Task description
Count the lines in the records below that contain the word "flowers". Reply with the number alone.
--- --- ---
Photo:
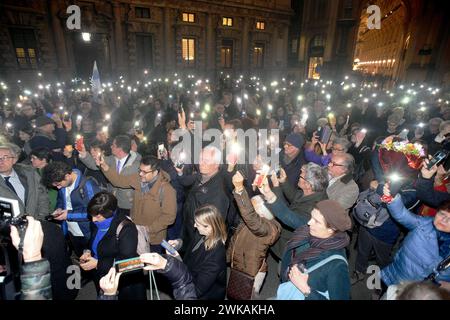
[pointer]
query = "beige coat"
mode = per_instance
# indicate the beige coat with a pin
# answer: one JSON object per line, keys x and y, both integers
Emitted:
{"x": 156, "y": 209}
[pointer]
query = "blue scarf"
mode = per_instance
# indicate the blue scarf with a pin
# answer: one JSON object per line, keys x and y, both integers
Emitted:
{"x": 102, "y": 227}
{"x": 444, "y": 243}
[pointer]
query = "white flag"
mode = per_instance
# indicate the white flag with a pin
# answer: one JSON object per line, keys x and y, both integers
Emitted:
{"x": 95, "y": 81}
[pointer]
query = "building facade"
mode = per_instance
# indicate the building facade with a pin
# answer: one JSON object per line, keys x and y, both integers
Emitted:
{"x": 327, "y": 37}
{"x": 413, "y": 42}
{"x": 128, "y": 37}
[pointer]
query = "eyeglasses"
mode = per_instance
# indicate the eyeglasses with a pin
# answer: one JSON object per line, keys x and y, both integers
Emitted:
{"x": 444, "y": 218}
{"x": 146, "y": 172}
{"x": 332, "y": 163}
{"x": 4, "y": 158}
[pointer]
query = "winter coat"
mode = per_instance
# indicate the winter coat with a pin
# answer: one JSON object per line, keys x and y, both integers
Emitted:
{"x": 35, "y": 281}
{"x": 247, "y": 251}
{"x": 212, "y": 192}
{"x": 300, "y": 206}
{"x": 427, "y": 194}
{"x": 155, "y": 209}
{"x": 332, "y": 277}
{"x": 180, "y": 278}
{"x": 124, "y": 195}
{"x": 419, "y": 253}
{"x": 110, "y": 249}
{"x": 79, "y": 198}
{"x": 36, "y": 197}
{"x": 208, "y": 269}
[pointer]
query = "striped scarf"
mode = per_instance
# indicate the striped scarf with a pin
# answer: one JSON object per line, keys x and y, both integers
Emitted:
{"x": 338, "y": 241}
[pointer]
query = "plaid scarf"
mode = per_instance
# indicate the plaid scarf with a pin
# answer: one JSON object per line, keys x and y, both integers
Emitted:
{"x": 338, "y": 241}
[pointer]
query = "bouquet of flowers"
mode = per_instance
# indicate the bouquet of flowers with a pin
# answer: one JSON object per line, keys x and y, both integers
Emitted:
{"x": 397, "y": 154}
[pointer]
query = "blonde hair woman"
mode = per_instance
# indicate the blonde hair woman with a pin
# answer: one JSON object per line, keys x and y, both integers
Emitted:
{"x": 205, "y": 256}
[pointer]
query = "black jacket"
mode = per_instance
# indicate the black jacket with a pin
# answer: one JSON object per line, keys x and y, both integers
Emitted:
{"x": 212, "y": 192}
{"x": 209, "y": 270}
{"x": 131, "y": 286}
{"x": 180, "y": 279}
{"x": 293, "y": 168}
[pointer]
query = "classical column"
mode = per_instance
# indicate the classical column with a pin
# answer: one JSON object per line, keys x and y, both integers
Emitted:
{"x": 210, "y": 44}
{"x": 169, "y": 41}
{"x": 60, "y": 42}
{"x": 245, "y": 46}
{"x": 118, "y": 38}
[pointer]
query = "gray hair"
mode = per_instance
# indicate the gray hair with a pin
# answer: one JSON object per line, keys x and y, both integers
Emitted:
{"x": 12, "y": 148}
{"x": 316, "y": 176}
{"x": 349, "y": 163}
{"x": 436, "y": 121}
{"x": 343, "y": 142}
{"x": 217, "y": 153}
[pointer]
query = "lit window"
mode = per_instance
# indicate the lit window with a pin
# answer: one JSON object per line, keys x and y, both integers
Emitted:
{"x": 260, "y": 25}
{"x": 258, "y": 56}
{"x": 226, "y": 54}
{"x": 25, "y": 44}
{"x": 188, "y": 51}
{"x": 188, "y": 17}
{"x": 228, "y": 22}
--- --- ---
Completed task
2